▶ [Stated problem]
Repeat the listing exactly as given, omitting every image.

(Records from a data collection)
======
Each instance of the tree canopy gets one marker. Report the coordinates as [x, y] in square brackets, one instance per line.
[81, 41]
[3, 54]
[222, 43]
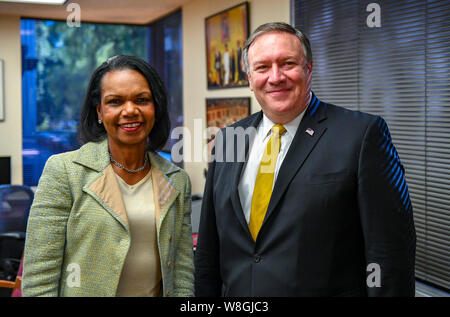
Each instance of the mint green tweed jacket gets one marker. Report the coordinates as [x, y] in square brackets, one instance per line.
[78, 235]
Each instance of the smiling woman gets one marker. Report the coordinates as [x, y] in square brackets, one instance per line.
[118, 204]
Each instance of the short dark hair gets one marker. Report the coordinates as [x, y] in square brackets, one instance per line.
[277, 27]
[90, 131]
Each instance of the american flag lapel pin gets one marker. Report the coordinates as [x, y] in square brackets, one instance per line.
[310, 131]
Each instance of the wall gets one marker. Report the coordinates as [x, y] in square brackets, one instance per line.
[11, 127]
[194, 67]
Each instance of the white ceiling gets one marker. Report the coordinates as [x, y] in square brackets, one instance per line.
[107, 11]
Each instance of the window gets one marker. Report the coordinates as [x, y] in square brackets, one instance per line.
[399, 71]
[57, 62]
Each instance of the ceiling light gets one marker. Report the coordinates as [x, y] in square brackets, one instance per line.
[52, 2]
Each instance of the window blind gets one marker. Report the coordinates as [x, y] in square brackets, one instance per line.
[400, 71]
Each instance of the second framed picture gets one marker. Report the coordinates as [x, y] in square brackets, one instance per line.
[222, 112]
[226, 33]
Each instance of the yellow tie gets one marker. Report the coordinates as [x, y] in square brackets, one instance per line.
[264, 180]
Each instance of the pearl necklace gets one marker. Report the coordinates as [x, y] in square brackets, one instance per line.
[127, 169]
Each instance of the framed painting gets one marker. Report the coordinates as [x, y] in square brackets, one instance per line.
[226, 33]
[222, 112]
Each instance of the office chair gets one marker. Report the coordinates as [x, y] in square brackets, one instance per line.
[15, 203]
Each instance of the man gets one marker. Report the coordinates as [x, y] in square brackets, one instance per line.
[325, 213]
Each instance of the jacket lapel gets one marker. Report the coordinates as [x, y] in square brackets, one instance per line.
[164, 192]
[302, 144]
[103, 187]
[237, 171]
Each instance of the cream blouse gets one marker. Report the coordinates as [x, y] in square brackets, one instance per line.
[141, 274]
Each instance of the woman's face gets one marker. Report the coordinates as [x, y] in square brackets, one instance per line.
======
▶ [The reply]
Each instance of the tree canopy gets one marker. Report the coordinates as [x, y] in square brackets, one instance per line.
[81, 41]
[3, 54]
[222, 43]
Each instance of the mint green tweed jacket gets one marker. Report the coordinates as [x, y] in square brackets, one instance per line.
[78, 235]
Each instance of the smiling woman gets one marker. Report the coordinates as [x, y] in square brackets, one instance per line.
[118, 204]
Each instance of the short dark hair gets one marker. Report the coordinates as [x, y] in square brackets, one instance per line.
[277, 27]
[90, 131]
Each instance of the american flag lapel pin gets one marker. Report the coordinates as [x, y] in square brackets, one instance per line.
[310, 131]
Each instance of the wall gets one marker. Report the coordinates as [x, y] in square brackets, one instance per line.
[11, 127]
[194, 67]
Each instance of the white ceiling gets one marker. Report the coordinates as [x, y] in square brackets, one instance per line.
[107, 11]
Each instance of the window gets one marker. Report the coordinates as [x, y] in square brackets, one instance per line.
[399, 71]
[57, 62]
Each instance of the ceiling light gets one marker. Report the coordinates as [x, y] in square brackets, one instance per line.
[52, 2]
Each instance of the window blind gets one marker. Report the coordinates as [x, y] in square brackets, one instance per line.
[400, 71]
Each instance of the second framed picture gets one marker. Report the coordinates as [x, y] in square brackets, one instance per line.
[222, 112]
[226, 33]
Each instance of the yellow tie gets one marker. Report the coordinates as [x, y] in square brackets, one instance per line.
[264, 180]
Each instance of the pearl necklace gets one marker. Report the coordinates as [x, y] in square brackets, one instance per line.
[127, 169]
Each instance of the framed painting gets one marker. Report the coordinates as [x, y] in square brackets, one instance per line.
[226, 33]
[222, 112]
Each instance of the office chair gets one marker. Report the coordinates as [x, y] in square brackets, one instance per line.
[15, 203]
Each instance of the man gets one marker. Report the coordinates as [x, y] in square brackets, one instance per line.
[325, 213]
Each instance of the jacket lapel gets one marker. Report the coordinates as [x, y] in square brackets, one instance per line.
[164, 192]
[302, 144]
[103, 187]
[237, 171]
Each instance of the cream blouse gets one marker. Report the coordinates as [x, y] in square brackets, one instance per line.
[141, 274]
Each instance of the woman's face gets one marker. Report the coordinates as [x, y] in square brackets, one instance per line.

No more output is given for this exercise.